- Paginatekst -
_ _ _ _ _
Het huidige pand op nummer 78-80 is ontstaan na samenvoeging van twee burgerhuizen van drie traveeën en twee bouwlagen onder zadeldaken. Door dezelfde bouwhoogte en sterk gelijkende indeling van de gevel, was een harmonieuze samenvoeging mogelijk, waarbij de voordeur van het linker pand werd gesupprimeerd.
De rechter helft van het pand werd samen met het ondertussen gesloopte identieke, spiegelende pand op nummer 76 gebouwd rond 1876 in opdracht van Andreas Vander Poel-Delé en Charles Gilis-De Bie. De twee panden werden opgetrokken als samenstel, met bepleisterde lijstgevels op hoge hardstenen sokkel die een geheel vormt met de lekdrempels van de benedenverdieping. Deurrisaliet met rondboogpoort in bewerkte omlijsting en twee boven elkaar gestelde balkons op consoles, respectievelijk met balustrade en gietijzeren leuning. Horizontaal ritme door het bossagewerk van de begane grond, de opeenvolgende balusterborstweringen en spiegels van tweede en derde bouwlaag, de gevelbeëindiging met tandlijst en gekorniste kroonlijst op klossen. Eenvoudige rechthoekige vensters in geriemde omlijsting met smalle sleutel.
_ _ _ _ _
- Getoonde rijen -
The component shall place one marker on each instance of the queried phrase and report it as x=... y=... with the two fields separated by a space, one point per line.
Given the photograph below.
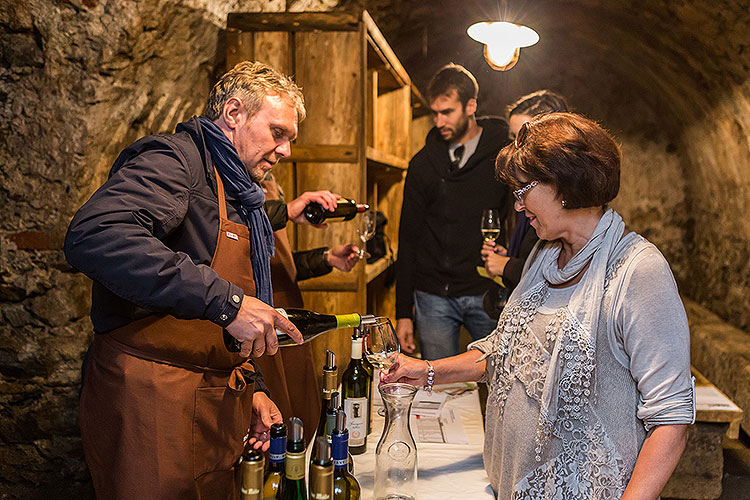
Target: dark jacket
x=439 y=237
x=147 y=235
_ _ _ _ _
- Opgaven -
A) Geef voor elke bewering aan of ze overeenkomt met de paginatekst: (i) De rechter helft van het pand werd rond 1876 gebouwd. (ii) Het pand op nummer 76 bestaat nog. (iii) Bij de samenvoeging verdween de voordeur van het rechter pand. Antwoord telkens met ja of nee en citeer letterlijk de woorden uit de paginatekst die de doorslag geven.
B) Geef alle rijen van blok 1 alsjeblieft weer als genummerde lijst, zonder lege regels. Laat de afbeeldingen weg.

- Resultaten -
A)
(i) Ja: "gebouwd rond 1876"
(ii) Nee: "het ondertussen gesloopte identieke, spiegelende pand op nummer 76"
(iii) Nee: "waarbij de voordeur van het linker pand werd gesupprimeerd"

B)
1. The component shall place one marker on each instance of the queried phrase and report it as x=... y=... with the two fields separated by a space, one point per line.
2. Given the photograph below.
3. Target: dark jacket
4. x=439 y=237
5. x=147 y=235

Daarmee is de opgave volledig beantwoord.